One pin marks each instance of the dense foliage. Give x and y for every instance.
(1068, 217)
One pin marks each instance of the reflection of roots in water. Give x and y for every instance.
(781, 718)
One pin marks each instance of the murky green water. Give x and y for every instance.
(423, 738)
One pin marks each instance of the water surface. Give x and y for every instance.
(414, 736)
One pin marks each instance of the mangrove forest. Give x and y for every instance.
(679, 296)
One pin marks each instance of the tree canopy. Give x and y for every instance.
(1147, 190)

...

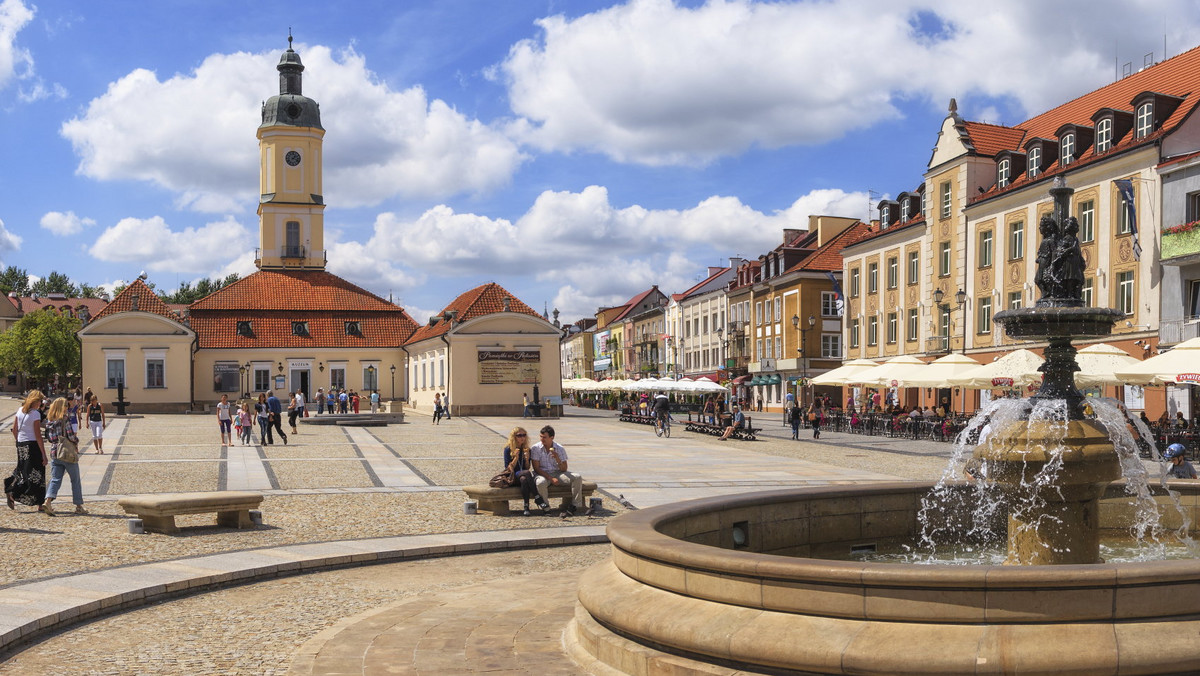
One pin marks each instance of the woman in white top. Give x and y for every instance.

# [Exercise]
Starting at the line containing "One pin marks each instance of the tree" and ending at the line containing "(1147, 190)", switch "tree canopy" to "forest canopy" and leave everything else unchanged. Return only those lines.

# [Solution for this exercise]
One pin marks each instance of the forest canopy. Give x and y for every instance.
(1147, 190)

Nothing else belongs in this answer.